Please give back each line below unchanged; none of the pictures should appear.

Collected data
# # # # # # #
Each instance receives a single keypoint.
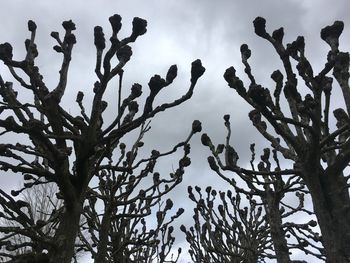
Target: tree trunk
(66, 234)
(330, 206)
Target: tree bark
(66, 234)
(277, 233)
(103, 237)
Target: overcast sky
(179, 31)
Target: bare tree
(306, 133)
(134, 224)
(41, 206)
(264, 221)
(60, 137)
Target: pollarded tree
(74, 147)
(266, 229)
(306, 133)
(134, 224)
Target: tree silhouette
(70, 151)
(305, 133)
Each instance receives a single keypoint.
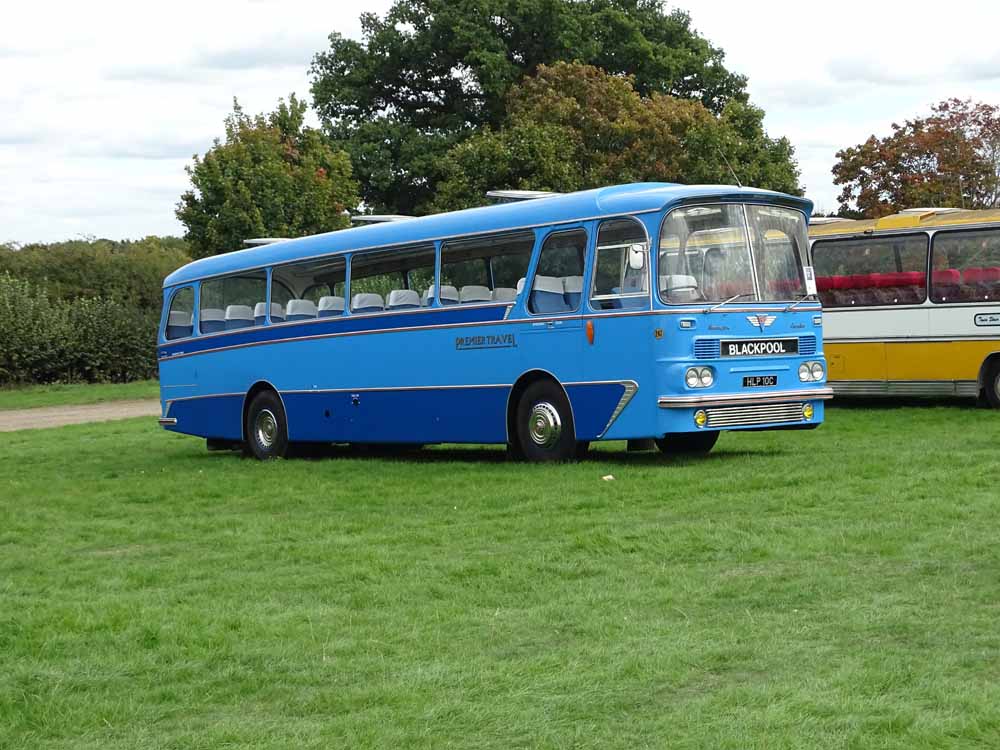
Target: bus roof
(911, 218)
(556, 209)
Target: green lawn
(74, 394)
(829, 589)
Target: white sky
(102, 104)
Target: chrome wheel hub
(544, 425)
(266, 428)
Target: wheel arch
(518, 389)
(257, 388)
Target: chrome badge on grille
(761, 321)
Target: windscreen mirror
(637, 257)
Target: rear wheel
(545, 423)
(266, 427)
(991, 385)
(687, 443)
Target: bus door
(551, 336)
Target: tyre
(991, 384)
(687, 443)
(266, 427)
(545, 423)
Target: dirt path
(57, 416)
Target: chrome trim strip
(742, 399)
(631, 388)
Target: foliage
(575, 126)
(159, 596)
(89, 339)
(431, 72)
(950, 158)
(273, 176)
(128, 271)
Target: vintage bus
(912, 303)
(645, 312)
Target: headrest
(212, 313)
(504, 294)
(301, 307)
(331, 303)
(402, 297)
(239, 312)
(547, 284)
(277, 311)
(473, 293)
(366, 299)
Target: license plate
(760, 347)
(759, 381)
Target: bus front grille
(746, 416)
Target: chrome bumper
(745, 399)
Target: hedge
(90, 339)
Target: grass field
(829, 589)
(76, 394)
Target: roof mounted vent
(513, 196)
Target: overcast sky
(102, 104)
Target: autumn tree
(430, 73)
(272, 176)
(950, 158)
(572, 127)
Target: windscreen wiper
(731, 299)
(799, 301)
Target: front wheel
(545, 424)
(991, 384)
(266, 428)
(687, 443)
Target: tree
(575, 126)
(432, 72)
(273, 176)
(950, 158)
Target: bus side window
(229, 302)
(486, 269)
(560, 268)
(180, 318)
(301, 291)
(621, 266)
(392, 279)
(966, 266)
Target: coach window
(181, 316)
(228, 303)
(397, 279)
(621, 266)
(485, 269)
(873, 271)
(558, 281)
(966, 266)
(314, 289)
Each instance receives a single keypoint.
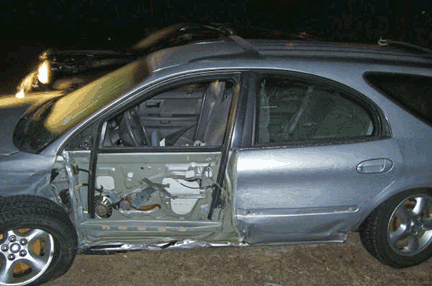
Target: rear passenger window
(293, 110)
(412, 92)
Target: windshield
(46, 122)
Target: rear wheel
(399, 231)
(37, 241)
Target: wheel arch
(382, 198)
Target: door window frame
(237, 76)
(381, 126)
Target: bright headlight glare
(44, 72)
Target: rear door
(321, 152)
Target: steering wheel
(137, 132)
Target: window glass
(188, 115)
(291, 110)
(411, 91)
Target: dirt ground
(323, 264)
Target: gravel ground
(323, 264)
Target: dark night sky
(39, 20)
(33, 26)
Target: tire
(38, 242)
(399, 232)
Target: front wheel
(37, 241)
(399, 232)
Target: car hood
(11, 109)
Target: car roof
(236, 48)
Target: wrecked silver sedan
(222, 143)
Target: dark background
(29, 27)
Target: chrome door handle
(375, 166)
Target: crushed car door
(158, 162)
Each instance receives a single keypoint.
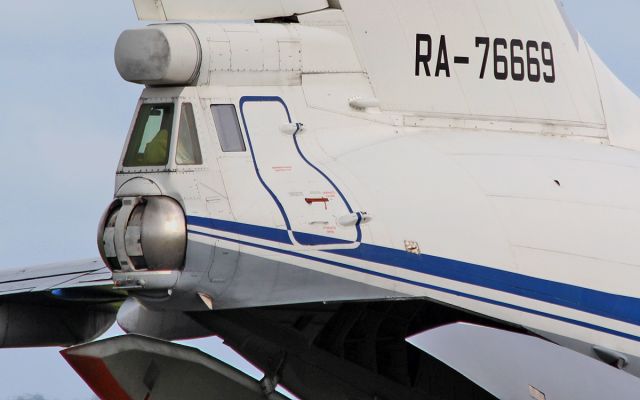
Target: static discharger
(412, 247)
(536, 393)
(311, 200)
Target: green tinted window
(149, 143)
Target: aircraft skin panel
(168, 10)
(137, 367)
(488, 291)
(456, 65)
(515, 366)
(282, 166)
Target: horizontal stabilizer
(514, 366)
(137, 367)
(75, 274)
(219, 10)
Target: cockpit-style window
(188, 150)
(149, 143)
(228, 127)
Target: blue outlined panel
(309, 201)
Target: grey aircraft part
(137, 367)
(239, 279)
(57, 304)
(49, 277)
(624, 362)
(134, 317)
(516, 366)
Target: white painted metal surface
(167, 10)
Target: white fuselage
(359, 179)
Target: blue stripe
(428, 286)
(608, 305)
(302, 238)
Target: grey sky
(64, 112)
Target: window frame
(194, 106)
(170, 165)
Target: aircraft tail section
(495, 60)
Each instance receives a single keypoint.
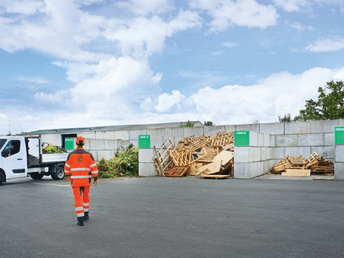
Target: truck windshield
(2, 142)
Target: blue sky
(79, 63)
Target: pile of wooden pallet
(199, 156)
(313, 164)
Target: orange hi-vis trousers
(82, 199)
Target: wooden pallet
(182, 157)
(296, 160)
(176, 172)
(161, 159)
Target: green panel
(144, 141)
(242, 138)
(339, 135)
(69, 143)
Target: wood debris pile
(199, 156)
(314, 163)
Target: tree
(330, 104)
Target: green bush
(123, 164)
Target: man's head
(80, 141)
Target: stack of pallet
(199, 156)
(297, 166)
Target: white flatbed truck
(23, 156)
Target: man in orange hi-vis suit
(80, 167)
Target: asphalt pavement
(174, 217)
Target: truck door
(13, 157)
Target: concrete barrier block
(263, 153)
(156, 132)
(266, 167)
(122, 135)
(329, 139)
(272, 162)
(97, 144)
(340, 122)
(157, 141)
(279, 153)
(253, 138)
(211, 130)
(286, 140)
(272, 128)
(311, 139)
(89, 135)
(270, 153)
(174, 132)
(241, 170)
(250, 127)
(189, 131)
(230, 128)
(106, 154)
(260, 139)
(147, 169)
(297, 127)
(110, 145)
(242, 154)
(339, 153)
(105, 135)
(146, 155)
(324, 126)
(256, 154)
(297, 151)
(135, 142)
(272, 140)
(339, 171)
(326, 152)
(254, 169)
(266, 140)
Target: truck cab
(23, 156)
(13, 158)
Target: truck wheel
(59, 174)
(36, 176)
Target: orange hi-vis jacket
(80, 166)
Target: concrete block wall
(270, 142)
(256, 159)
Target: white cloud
(291, 5)
(229, 44)
(22, 7)
(246, 13)
(166, 101)
(300, 27)
(279, 94)
(34, 80)
(326, 45)
(144, 7)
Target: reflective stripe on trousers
(82, 199)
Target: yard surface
(174, 217)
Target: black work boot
(86, 216)
(80, 221)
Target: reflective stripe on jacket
(80, 166)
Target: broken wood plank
(297, 172)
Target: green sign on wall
(339, 135)
(144, 141)
(69, 143)
(242, 138)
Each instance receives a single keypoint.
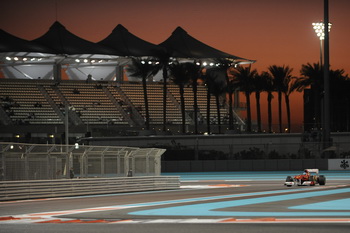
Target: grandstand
(38, 107)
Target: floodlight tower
(319, 30)
(324, 35)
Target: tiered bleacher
(105, 103)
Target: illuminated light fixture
(319, 29)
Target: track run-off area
(204, 202)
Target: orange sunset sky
(273, 32)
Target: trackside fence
(20, 161)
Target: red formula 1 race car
(310, 177)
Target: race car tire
(322, 180)
(289, 179)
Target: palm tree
(261, 82)
(179, 76)
(142, 69)
(312, 76)
(289, 82)
(243, 76)
(269, 88)
(281, 78)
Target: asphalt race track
(207, 202)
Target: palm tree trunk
(269, 110)
(258, 112)
(165, 92)
(280, 110)
(230, 111)
(183, 116)
(144, 84)
(218, 112)
(249, 114)
(286, 97)
(208, 109)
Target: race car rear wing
(313, 170)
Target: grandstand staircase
(178, 106)
(135, 118)
(5, 119)
(73, 117)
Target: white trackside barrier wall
(21, 161)
(339, 164)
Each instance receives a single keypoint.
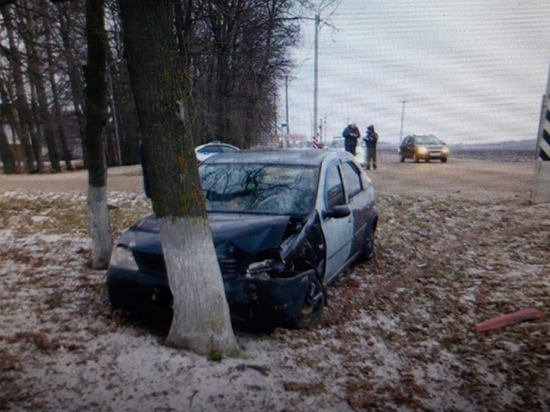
# # # # # # #
> _Task result_
Each instance receives a single keypoint.
Target: tree trunk
(66, 234)
(330, 206)
Target: tree bark
(66, 234)
(277, 233)
(103, 237)
Target: overcast sky
(179, 31)
Target: bare tree
(306, 133)
(134, 224)
(41, 206)
(264, 221)
(60, 137)
Target: pollarded tree
(74, 147)
(266, 229)
(306, 133)
(134, 224)
Target: tree silhouette
(70, 151)
(305, 133)
Each instance receives a single keypoint.
Target: bus roof
(911, 218)
(556, 209)
Target: green lawn
(74, 394)
(829, 589)
Target: white sky
(102, 104)
Target: chrome wheel hub
(544, 425)
(266, 428)
Target: wheel arch
(518, 389)
(257, 388)
Target: chrome badge on grille
(761, 321)
Target: windscreen mirror
(637, 257)
Target: rear wheel
(545, 423)
(266, 427)
(991, 385)
(687, 443)
Target: bus door
(551, 336)
Target: tyre
(991, 384)
(687, 443)
(266, 427)
(545, 423)
Target: dirt path
(57, 416)
Target: chrome trim strip
(742, 399)
(631, 388)
Target: foliage
(575, 126)
(159, 596)
(89, 339)
(431, 72)
(950, 158)
(273, 176)
(128, 271)
Target: vintage bus
(912, 303)
(645, 312)
Target: headrest
(212, 313)
(504, 294)
(301, 307)
(331, 303)
(402, 297)
(239, 312)
(547, 284)
(277, 311)
(473, 293)
(366, 299)
Target: license plate
(760, 347)
(759, 381)
Target: bus front grille
(746, 416)
Target: chrome bumper
(745, 399)
Target: hedge
(90, 339)
Target: grass field
(829, 589)
(76, 394)
Target: roof mounted vent
(513, 196)
Target: overcast sky
(102, 104)
Target: autumn tree
(430, 73)
(272, 176)
(950, 158)
(572, 127)
Target: windscreen wiper
(731, 299)
(799, 301)
Target: front wheel
(545, 424)
(991, 384)
(266, 428)
(687, 443)
Target: tree
(575, 126)
(432, 72)
(273, 176)
(950, 158)
Target: bus side window
(229, 302)
(486, 269)
(560, 268)
(180, 318)
(301, 291)
(621, 266)
(392, 279)
(966, 266)
Target: coach window
(181, 316)
(228, 303)
(397, 279)
(621, 266)
(485, 269)
(873, 271)
(558, 281)
(966, 266)
(314, 289)
Each instance receives a single keypoint.
Target: rear passenger window
(293, 110)
(412, 92)
Target: windshield
(46, 122)
Target: rear wheel
(399, 231)
(37, 241)
Target: wheel arch
(382, 198)
Target: door window frame
(237, 76)
(381, 126)
Target: bright headlight glare
(44, 72)
Target: rear door
(321, 152)
Target: steering wheel
(137, 132)
Target: window glass
(188, 115)
(291, 110)
(411, 91)
Target: dirt ground
(323, 264)
Target: gravel ground
(323, 264)
Target: dark night sky
(39, 20)
(33, 26)
Target: tire
(38, 242)
(399, 232)
Target: front wheel
(37, 241)
(399, 232)
Target: car hood
(11, 109)
Target: car roof
(236, 48)
Target: wrecked silver sedan
(222, 143)
Target: dark background
(29, 27)
Target: chrome door handle
(375, 166)
Target: crushed car door
(158, 162)
Each instance receives a single keypoint.
Target: static discharger
(412, 247)
(536, 393)
(311, 200)
Target: green tinted window
(149, 143)
Target: aircraft skin panel
(168, 10)
(137, 367)
(488, 291)
(456, 65)
(515, 366)
(282, 166)
Target: horizontal stabilizer
(514, 366)
(137, 367)
(75, 274)
(219, 10)
Target: cockpit-style window
(188, 150)
(149, 143)
(228, 127)
Target: blue outlined panel
(309, 201)
Target: grey aircraft part
(137, 367)
(239, 279)
(57, 304)
(49, 277)
(624, 362)
(134, 317)
(516, 366)
Target: white painted metal surface
(167, 10)
Target: white fuselage
(359, 179)
Target: blue stripe
(428, 286)
(608, 305)
(302, 238)
Target: grey sky
(64, 112)
Target: window frame
(194, 106)
(170, 165)
Target: aircraft tail section
(495, 60)
Each instance receives a single keypoint.
Target: truck windshield
(2, 142)
Target: blue sky
(79, 63)
Target: pile of wooden pallet
(199, 156)
(313, 164)
Target: orange hi-vis trousers
(82, 199)
Target: wooden pallet
(182, 157)
(296, 160)
(176, 172)
(161, 159)
Target: green panel
(144, 141)
(242, 138)
(339, 135)
(69, 143)
Target: wood debris pile
(199, 156)
(314, 163)
Target: tree
(330, 104)
Target: green bush
(123, 164)
Target: man's head
(80, 141)
Target: stack of pallet
(199, 156)
(297, 166)
Target: white flatbed truck
(23, 156)
Target: man in orange hi-vis suit
(80, 167)
Target: asphalt pavement
(174, 217)
Target: truck door
(13, 157)
Target: concrete barrier block
(263, 153)
(156, 132)
(266, 167)
(122, 135)
(329, 139)
(272, 162)
(97, 144)
(340, 122)
(157, 141)
(279, 153)
(253, 138)
(211, 130)
(286, 140)
(272, 128)
(311, 139)
(89, 135)
(270, 153)
(174, 132)
(241, 170)
(250, 127)
(189, 131)
(230, 128)
(106, 154)
(260, 139)
(147, 169)
(297, 127)
(110, 145)
(242, 154)
(339, 153)
(105, 135)
(146, 155)
(324, 126)
(256, 154)
(297, 151)
(135, 142)
(272, 140)
(339, 171)
(326, 152)
(254, 169)
(266, 140)
Target: truck cab
(23, 156)
(13, 158)
Target: truck wheel
(59, 174)
(36, 176)
Target: orange hi-vis jacket
(80, 166)
Target: concrete block wall
(270, 142)
(256, 159)
Target: white cloud
(291, 5)
(229, 44)
(22, 7)
(246, 13)
(166, 101)
(300, 27)
(279, 94)
(34, 80)
(326, 45)
(144, 7)
Target: reflective stripe on trousers
(82, 199)
Target: yard surface
(174, 217)
Target: black work boot
(86, 216)
(80, 221)
Target: reflective stripe on jacket
(80, 166)
Target: broken wood plank
(297, 172)
Target: green sign on wall
(339, 135)
(144, 141)
(69, 143)
(242, 138)
Each instance receives a single keypoint.
Target: grandstand
(38, 107)
Target: floodlight tower
(319, 30)
(324, 35)
Target: tiered bleacher
(105, 103)
Target: illuminated light fixture
(319, 29)
Target: track run-off area
(204, 202)
Target: orange sunset sky
(273, 32)
Target: trackside fence
(20, 161)
Target: red formula 1 race car
(310, 177)
Target: race car tire
(322, 180)
(289, 179)
Target: palm tree
(261, 82)
(179, 76)
(142, 69)
(312, 76)
(289, 82)
(243, 76)
(269, 88)
(281, 78)
Target: asphalt race track
(207, 202)
Target: palm tree trunk
(269, 110)
(258, 112)
(165, 92)
(280, 110)
(230, 111)
(183, 116)
(144, 84)
(218, 112)
(249, 114)
(286, 97)
(208, 109)
Target: race car rear wing
(313, 170)
Target: grandstand staircase
(178, 106)
(135, 118)
(5, 119)
(73, 117)
Target: white trackside barrier wall
(21, 161)
(339, 164)
Each instance receives a single keypoint.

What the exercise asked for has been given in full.